═════ Given data
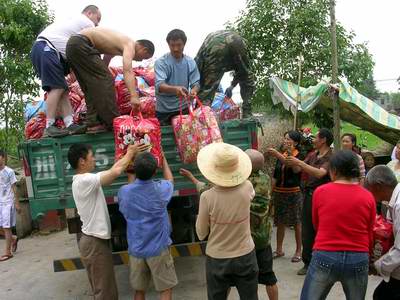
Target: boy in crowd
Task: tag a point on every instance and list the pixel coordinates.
(9, 204)
(92, 209)
(143, 203)
(260, 219)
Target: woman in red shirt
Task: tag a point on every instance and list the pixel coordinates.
(343, 215)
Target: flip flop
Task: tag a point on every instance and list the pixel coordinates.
(5, 257)
(296, 259)
(277, 254)
(14, 245)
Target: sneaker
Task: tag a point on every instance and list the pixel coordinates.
(76, 129)
(302, 271)
(54, 131)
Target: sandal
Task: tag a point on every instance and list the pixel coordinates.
(277, 254)
(6, 257)
(296, 259)
(14, 245)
══════════
- **What is being asked**
Rewrite all the records above, changing "sneaker" to "running shoe" and keeping everything else the same. Leave the pictures out.

- **In response**
Target: boy in crowd
Task: tag a point on every instance and list the pixel coordinates.
(9, 204)
(92, 209)
(143, 203)
(260, 219)
Target: woman in red shirt
Task: tag a point on every instance and list the pixel coordinates.
(343, 215)
Target: flip flop
Task: tag a point on every instance and list the pixel coordinates.
(5, 257)
(296, 259)
(277, 254)
(14, 245)
Target: running shoe
Task: tag a point on every instance and list the pixel coordinates.
(76, 129)
(302, 271)
(54, 131)
Target: sandal
Task: tag a point on every instance and list the pixel coordinates.
(277, 254)
(6, 257)
(296, 259)
(14, 245)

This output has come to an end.